• [PROBLEM]:
Go through the listing below from its first line and repeat each line exactly, ending at the line containing "# test: for every instance of the blurred crowd, mark" and including it.

• [INPUT]:
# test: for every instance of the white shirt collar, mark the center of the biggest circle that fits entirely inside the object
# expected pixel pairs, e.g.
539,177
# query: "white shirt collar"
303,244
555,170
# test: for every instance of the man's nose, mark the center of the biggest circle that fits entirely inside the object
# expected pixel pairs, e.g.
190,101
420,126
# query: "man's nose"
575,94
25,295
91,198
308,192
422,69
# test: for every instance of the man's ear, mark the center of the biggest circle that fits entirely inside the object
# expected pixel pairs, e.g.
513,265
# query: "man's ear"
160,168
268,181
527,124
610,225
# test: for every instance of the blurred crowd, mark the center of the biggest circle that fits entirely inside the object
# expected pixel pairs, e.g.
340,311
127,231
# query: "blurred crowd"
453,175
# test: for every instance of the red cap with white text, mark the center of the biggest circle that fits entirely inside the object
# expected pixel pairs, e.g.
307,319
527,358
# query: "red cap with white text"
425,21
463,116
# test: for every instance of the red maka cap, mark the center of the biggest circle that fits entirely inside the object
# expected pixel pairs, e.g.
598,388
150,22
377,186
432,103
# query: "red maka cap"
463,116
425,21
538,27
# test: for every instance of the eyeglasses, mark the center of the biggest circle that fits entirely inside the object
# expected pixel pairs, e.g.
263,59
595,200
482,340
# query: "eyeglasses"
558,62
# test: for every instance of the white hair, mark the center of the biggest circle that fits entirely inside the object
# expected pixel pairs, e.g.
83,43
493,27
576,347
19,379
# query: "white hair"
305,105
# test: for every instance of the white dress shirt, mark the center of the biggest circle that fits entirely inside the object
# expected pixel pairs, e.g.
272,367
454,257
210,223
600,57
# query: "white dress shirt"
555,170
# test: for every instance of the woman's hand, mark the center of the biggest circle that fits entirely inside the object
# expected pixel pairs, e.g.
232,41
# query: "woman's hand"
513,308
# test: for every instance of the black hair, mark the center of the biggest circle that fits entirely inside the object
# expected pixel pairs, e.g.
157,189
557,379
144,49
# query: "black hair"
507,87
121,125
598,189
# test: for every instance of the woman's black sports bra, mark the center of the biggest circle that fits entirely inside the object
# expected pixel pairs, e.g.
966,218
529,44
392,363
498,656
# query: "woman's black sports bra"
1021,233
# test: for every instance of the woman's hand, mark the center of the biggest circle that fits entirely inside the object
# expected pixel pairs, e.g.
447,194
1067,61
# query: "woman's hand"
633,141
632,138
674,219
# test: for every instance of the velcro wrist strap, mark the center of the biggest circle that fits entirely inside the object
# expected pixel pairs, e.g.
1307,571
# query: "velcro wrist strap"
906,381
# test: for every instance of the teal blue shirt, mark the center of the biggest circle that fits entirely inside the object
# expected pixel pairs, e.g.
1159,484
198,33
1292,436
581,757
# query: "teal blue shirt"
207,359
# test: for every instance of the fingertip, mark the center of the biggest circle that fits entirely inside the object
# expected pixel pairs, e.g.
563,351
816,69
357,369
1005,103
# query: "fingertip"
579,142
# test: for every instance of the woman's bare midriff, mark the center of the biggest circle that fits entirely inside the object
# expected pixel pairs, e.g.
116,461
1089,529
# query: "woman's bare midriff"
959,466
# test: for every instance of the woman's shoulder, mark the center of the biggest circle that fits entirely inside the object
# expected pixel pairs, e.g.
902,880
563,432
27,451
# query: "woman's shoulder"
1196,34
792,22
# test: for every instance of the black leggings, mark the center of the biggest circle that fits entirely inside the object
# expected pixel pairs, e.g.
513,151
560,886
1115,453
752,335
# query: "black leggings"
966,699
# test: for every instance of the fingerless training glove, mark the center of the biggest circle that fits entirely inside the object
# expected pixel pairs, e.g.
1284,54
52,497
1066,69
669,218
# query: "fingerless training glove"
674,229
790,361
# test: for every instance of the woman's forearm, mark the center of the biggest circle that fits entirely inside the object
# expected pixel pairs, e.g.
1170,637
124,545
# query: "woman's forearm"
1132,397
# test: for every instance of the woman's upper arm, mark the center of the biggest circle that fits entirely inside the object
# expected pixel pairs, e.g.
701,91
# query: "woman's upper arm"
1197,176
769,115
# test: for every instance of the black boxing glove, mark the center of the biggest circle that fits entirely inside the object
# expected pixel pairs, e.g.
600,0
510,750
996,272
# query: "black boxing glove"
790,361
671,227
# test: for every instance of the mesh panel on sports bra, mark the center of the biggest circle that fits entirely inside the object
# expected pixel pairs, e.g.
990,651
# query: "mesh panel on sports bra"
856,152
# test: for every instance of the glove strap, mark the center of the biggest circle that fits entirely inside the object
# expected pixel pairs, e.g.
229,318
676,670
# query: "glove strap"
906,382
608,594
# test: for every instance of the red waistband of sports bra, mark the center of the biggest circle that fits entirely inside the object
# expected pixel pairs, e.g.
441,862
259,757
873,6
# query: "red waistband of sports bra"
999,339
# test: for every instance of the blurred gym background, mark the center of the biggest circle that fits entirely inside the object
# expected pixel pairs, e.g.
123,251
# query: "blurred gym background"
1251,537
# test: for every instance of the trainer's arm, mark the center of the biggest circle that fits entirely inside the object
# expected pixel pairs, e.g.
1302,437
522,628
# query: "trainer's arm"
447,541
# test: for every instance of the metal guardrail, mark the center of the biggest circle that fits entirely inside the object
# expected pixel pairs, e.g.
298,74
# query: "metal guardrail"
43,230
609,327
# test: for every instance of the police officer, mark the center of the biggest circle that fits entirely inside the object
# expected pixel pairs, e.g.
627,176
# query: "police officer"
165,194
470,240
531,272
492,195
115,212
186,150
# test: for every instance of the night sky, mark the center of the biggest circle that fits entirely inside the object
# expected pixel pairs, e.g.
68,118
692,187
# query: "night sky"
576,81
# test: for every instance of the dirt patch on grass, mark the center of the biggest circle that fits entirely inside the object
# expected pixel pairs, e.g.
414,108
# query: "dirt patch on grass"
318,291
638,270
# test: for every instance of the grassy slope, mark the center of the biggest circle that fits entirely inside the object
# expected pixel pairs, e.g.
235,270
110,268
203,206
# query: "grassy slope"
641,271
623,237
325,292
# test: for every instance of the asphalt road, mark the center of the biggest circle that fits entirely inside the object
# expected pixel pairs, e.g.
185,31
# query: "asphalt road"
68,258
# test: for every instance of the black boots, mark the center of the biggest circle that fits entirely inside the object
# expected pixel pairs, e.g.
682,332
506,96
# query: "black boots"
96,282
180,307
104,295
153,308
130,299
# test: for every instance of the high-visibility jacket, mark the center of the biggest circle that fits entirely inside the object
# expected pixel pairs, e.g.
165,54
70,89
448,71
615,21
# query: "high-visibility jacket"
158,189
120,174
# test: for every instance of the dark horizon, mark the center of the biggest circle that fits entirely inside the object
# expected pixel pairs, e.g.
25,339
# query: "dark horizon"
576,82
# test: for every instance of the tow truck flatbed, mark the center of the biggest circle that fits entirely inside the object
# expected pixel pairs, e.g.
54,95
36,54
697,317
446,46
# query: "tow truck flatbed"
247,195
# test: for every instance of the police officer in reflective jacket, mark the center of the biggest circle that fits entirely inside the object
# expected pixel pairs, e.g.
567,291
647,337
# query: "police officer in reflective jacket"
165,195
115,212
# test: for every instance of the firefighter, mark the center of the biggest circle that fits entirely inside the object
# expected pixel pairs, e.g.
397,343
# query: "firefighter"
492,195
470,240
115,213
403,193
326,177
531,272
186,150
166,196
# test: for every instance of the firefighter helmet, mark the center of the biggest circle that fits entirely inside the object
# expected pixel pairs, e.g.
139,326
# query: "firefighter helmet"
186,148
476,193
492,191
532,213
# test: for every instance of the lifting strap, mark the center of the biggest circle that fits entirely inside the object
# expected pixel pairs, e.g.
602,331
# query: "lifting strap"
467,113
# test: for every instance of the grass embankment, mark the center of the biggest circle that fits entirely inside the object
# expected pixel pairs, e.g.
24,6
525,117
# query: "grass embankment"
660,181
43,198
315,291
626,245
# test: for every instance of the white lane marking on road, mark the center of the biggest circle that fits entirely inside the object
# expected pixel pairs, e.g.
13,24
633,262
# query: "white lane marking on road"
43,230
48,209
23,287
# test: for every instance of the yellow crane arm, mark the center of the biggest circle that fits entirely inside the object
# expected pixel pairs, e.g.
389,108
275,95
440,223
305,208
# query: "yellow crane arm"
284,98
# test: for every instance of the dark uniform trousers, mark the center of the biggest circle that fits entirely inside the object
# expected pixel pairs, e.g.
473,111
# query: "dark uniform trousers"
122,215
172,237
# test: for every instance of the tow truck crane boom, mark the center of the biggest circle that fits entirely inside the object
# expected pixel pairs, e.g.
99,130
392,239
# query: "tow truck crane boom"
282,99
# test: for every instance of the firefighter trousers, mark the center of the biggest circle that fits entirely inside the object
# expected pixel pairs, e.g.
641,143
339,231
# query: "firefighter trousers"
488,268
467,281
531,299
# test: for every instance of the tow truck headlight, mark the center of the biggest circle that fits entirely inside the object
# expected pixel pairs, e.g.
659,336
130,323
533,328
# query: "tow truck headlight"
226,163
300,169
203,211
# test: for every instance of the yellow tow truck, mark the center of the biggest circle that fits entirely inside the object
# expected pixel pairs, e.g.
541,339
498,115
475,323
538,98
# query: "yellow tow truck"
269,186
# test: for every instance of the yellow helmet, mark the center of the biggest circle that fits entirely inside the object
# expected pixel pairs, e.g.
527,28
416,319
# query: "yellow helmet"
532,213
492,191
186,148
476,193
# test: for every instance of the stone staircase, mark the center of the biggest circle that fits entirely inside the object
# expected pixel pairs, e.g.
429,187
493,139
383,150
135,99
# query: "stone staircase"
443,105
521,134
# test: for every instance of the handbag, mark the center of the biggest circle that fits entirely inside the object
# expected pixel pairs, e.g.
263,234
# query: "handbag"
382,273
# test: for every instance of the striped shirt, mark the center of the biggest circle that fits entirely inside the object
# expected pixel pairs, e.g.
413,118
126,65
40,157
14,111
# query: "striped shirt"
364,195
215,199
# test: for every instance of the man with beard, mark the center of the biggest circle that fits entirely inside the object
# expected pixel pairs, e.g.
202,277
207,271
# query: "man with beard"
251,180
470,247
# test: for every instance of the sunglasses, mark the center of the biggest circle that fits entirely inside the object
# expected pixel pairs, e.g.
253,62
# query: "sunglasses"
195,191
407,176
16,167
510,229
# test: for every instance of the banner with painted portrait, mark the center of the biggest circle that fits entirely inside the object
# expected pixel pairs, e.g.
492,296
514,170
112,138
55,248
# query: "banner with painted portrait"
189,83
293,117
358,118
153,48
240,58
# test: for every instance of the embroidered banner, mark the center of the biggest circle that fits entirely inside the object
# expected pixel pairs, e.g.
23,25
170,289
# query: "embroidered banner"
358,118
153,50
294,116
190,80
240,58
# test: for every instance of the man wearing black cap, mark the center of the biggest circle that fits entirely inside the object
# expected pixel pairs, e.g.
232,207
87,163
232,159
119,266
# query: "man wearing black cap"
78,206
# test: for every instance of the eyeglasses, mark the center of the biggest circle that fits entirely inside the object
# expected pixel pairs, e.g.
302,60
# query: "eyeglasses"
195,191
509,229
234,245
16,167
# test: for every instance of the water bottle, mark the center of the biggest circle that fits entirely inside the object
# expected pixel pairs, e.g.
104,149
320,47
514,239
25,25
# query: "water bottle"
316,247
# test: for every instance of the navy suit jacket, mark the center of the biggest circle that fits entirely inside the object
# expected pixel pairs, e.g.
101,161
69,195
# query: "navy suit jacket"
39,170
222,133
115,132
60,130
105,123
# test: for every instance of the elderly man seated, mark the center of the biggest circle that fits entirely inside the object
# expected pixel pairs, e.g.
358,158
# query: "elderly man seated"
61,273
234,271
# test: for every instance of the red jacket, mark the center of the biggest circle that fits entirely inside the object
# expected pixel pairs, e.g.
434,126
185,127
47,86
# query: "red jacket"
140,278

• [ANSWER TO THIS PROBLEM]:
# test: for every instance of the white shirt collar, mark the center of the biggest circle that fits entirely inside the object
# expected pixel pairs, e.g.
539,177
# query: "white shirt collar"
303,244
555,170
# test: for every instance of the man's nose, mark the center of the biggest circle that fits entirely inside the object
# expected pixel pairs, e.g.
190,101
420,126
# query: "man's nose"
575,94
25,295
91,198
308,192
422,69
# test: for every instance of the man's ear, mark the center of the biggest circle that fits entirely inside the object
# expected pixel pairs, e.g.
513,265
# query: "man's ear"
160,168
268,181
527,124
610,225
# test: for every instance of the blurred crowd, mark the center of the biggest circle that fits entirely inside the object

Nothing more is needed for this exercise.